Start GIVEN RECORDS

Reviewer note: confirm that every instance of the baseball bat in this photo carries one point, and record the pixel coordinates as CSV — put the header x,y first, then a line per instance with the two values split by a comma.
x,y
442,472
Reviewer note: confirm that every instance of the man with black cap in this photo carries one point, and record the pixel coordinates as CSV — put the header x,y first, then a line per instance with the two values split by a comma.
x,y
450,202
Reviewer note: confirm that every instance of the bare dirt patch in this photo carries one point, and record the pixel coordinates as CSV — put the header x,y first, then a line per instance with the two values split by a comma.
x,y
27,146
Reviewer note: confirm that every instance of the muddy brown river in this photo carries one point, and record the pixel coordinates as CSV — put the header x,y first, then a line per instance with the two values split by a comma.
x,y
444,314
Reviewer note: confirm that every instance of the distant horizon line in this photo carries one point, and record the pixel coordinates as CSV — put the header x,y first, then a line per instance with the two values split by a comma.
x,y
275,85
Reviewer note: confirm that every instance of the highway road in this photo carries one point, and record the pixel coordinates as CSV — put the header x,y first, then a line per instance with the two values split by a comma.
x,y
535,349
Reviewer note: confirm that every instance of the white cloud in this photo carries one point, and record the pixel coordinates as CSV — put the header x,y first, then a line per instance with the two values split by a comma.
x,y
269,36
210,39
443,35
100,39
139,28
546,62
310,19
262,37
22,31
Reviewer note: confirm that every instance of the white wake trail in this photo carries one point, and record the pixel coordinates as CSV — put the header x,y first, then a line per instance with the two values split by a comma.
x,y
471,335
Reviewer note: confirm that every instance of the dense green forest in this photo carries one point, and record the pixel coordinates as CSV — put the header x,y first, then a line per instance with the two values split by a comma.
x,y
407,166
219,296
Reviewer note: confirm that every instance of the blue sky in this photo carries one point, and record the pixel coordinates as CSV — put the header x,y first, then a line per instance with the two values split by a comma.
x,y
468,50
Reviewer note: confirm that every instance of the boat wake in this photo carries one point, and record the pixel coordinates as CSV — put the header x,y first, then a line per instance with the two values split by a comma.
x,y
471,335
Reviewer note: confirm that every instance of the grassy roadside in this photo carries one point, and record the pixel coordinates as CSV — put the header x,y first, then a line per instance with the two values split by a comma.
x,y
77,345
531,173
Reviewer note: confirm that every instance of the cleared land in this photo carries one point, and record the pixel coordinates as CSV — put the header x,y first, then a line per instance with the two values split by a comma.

End GIVEN RECORDS

## EXERCISE BRIEF
Switch "Reviewer note" to "Auditor note" in the lines from the one with "Reviewer note: confirm that every instance of the grassy" through the final line, leaving everything else unchanged. Give back only those lines.

## WORKED ANSWER
Auditor note: confirm that every instance of the grassy roadside in this photo carries one point, and record the pixel coordinates as CSV — put the header x,y first, then a line per instance with the two values split by a comma.
x,y
77,345
531,173
Auditor note: confirm that every instance of the cleared land in this photo carries one point, and record the pixel coordinates as CSV — put the header x,y first, then a line per instance with the two values split by a comma.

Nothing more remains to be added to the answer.